--- START Records shown ---
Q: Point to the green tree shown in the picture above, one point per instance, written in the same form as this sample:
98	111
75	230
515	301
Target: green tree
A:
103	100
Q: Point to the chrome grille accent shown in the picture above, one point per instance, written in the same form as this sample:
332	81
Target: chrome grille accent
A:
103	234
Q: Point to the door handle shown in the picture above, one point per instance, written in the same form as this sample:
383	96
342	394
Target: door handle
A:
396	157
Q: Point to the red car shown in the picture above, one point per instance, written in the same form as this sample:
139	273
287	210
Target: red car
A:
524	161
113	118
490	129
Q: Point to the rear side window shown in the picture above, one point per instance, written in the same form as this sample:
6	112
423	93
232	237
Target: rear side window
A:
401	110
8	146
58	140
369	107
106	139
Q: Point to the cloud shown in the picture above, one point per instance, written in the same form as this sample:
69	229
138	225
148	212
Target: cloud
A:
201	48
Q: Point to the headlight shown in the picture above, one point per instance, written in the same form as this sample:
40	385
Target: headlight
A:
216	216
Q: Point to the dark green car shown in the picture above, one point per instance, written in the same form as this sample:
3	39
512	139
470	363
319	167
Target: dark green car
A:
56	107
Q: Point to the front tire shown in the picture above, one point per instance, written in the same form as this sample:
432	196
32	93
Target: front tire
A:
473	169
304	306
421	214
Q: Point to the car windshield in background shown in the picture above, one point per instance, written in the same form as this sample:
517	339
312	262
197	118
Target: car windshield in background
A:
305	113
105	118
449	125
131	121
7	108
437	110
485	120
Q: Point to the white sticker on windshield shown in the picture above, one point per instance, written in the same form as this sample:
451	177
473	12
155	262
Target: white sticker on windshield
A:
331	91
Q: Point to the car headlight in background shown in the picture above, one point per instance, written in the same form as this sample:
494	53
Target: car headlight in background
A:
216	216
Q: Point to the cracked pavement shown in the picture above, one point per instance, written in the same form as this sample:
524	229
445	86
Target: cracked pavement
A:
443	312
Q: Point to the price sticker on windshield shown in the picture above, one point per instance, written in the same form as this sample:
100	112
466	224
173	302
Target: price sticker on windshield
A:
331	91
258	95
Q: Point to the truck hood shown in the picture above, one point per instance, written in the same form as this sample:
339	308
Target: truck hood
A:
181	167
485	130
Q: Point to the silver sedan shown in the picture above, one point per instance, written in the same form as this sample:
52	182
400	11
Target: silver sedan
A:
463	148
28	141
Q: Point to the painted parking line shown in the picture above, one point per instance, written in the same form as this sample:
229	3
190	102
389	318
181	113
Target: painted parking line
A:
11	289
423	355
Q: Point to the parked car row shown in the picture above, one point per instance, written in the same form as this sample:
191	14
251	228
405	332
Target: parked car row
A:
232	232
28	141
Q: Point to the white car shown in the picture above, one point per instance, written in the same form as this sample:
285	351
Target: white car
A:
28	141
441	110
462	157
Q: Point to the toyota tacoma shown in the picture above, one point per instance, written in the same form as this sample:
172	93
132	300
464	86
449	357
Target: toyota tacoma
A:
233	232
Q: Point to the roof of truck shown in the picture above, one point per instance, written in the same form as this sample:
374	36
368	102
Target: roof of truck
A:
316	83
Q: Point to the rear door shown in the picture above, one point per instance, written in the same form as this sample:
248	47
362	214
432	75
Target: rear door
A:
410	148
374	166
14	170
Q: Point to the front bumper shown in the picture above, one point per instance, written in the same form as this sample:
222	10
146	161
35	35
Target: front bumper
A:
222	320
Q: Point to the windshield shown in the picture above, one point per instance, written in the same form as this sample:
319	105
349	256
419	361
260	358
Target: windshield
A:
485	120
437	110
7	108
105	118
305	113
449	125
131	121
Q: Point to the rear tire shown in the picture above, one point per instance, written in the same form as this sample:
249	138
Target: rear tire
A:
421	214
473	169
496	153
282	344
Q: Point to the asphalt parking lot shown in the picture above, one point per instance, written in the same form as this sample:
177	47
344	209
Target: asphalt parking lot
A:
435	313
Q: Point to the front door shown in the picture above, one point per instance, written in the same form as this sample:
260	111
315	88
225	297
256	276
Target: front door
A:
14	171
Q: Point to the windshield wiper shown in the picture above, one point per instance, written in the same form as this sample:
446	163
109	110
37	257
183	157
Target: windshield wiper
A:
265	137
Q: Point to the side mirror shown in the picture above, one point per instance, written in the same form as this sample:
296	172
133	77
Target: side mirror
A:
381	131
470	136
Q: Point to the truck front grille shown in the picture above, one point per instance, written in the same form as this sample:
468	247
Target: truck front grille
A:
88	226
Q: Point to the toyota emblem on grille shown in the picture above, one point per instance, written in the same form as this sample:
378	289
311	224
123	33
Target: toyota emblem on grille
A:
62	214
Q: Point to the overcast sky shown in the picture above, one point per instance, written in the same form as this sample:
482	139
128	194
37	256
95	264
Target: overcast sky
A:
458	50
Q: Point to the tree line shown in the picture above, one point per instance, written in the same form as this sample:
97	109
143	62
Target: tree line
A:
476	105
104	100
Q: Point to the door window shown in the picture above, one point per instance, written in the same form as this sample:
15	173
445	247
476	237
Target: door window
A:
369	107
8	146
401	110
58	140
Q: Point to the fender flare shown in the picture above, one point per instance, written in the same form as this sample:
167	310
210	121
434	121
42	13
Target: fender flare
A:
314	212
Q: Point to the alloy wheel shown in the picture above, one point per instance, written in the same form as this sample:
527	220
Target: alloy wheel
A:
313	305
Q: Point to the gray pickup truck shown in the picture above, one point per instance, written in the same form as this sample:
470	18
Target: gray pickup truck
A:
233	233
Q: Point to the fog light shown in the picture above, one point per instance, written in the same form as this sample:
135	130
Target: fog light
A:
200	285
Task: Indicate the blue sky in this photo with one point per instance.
--- END Records shown ---
*Task*
Please rewrite everything from "Q: Point to the door window" down to the end of the material, replacing "fender flare" with "wheel arch" and leaving all else unchanged.

*Finished exercise*
Q: Point to the door window shown in the picture above, one point per instance, written in the same form as this sample:
15	173
445	247
476	237
Target: door window
A:
369	107
8	146
401	110
58	140
Q: Point to the wheel arch shown in the picture above, one point per instance, written in the same form as this sample:
167	310
210	121
434	121
42	13
Target: wheel arch
A:
314	212
Q: Point to the alloy wheel shown in the picture above, one point per instance, written in the same form as this sample:
527	220
Target: alloy wheel
A:
313	305
Q: Point to the gray pickup truck shown in the picture above, one point per instance, written in the same form as this sample:
470	18
Target: gray pickup truck
A:
233	233
Q: Point to the fog light shown in the picture above, one point per instance, written in the same form as this sample:
135	130
Target: fog light
A:
200	285
Task: Indicate the blue sky in this photo with one point per instance.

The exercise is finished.